▶ _Article_:
..........

Dernière mise à jour : 30 mars 2020




Drôle de moment,

Stupéfaction, incrédulité, dénégation, suspicion, angoisse, colère, ennui…

Le vol d’un cygne noir vient de bloquer les rouages complexes de notre monde inter connecté.

La théorie du cygne noirdéveloppée par Nassim Nicholas Taleb est « un événement imprévisible qui a une faible probabilité de se dérouler (appelé « événement rare » en théorie des probabilités) et qui, s’il se réalise, a des conséquences d'une portée considérable et exceptionnelle » (1).

En clair, un évènement que les statistiques ne peuvent prévoir car très peu probable et, de fait, exclut des modèles : tsunami, météorite, pandémie… le grain de sable qui fait dérailler la machine.

Trompés par les statistiques, par la raison, par nos croyances dans nos supposées capacités à appréhender complétement le monde, le piège de la raison se referme sur lui-même. Exit l’improbable.


D’autre part, nous sommes confrontés à un paradoxe : nos systèmes complexes et hyper connectés semblent beaucoup plus performants et solides qu'hier et cependant, ils sont beaucoup plus fragiles.

En effet, nos capacités technologiques et nos organisations complexes nous permettent d'agir fortement sur notre environnement et de nous adapter à bon nombre de situations.

..........

▶ _Consigne_: D'après l'article sur le cygne noir, qui a développé la théorie du cygne noir ? Les lignes ci-dessous n'ont aucun rapport avec l'article.

▶ _Lignes de données_:
..........

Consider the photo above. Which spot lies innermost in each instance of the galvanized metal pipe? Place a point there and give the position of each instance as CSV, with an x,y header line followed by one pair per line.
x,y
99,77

..........

▶ _Corrigé_: Nassim Nicholas Taleb.